**WHAT TO DO:**
Present every line of these rows as a Markdown table with the columns "No." and "Line", skipping blank lines. Leave the pictures out.

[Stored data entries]

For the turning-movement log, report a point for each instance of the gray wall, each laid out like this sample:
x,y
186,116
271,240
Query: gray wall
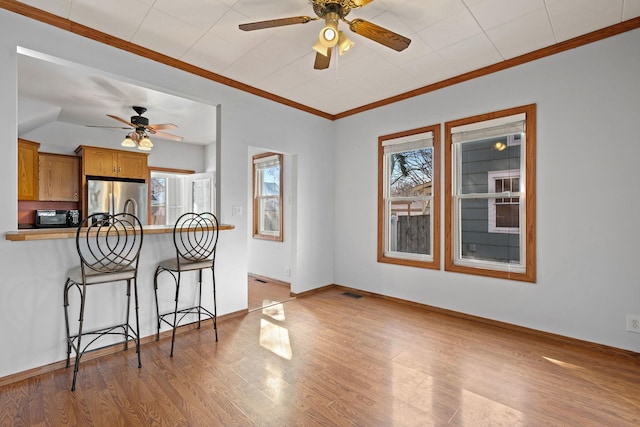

**CORRECT RESPONSE:**
| No. | Line |
|---|---|
| 1 | For the turning-movement log, report a point for each instance of the gray wall, each laid out like this sample: |
| 2 | x,y |
| 3 | 186,116 |
| 4 | 271,240 |
| 5 | Query: gray wall |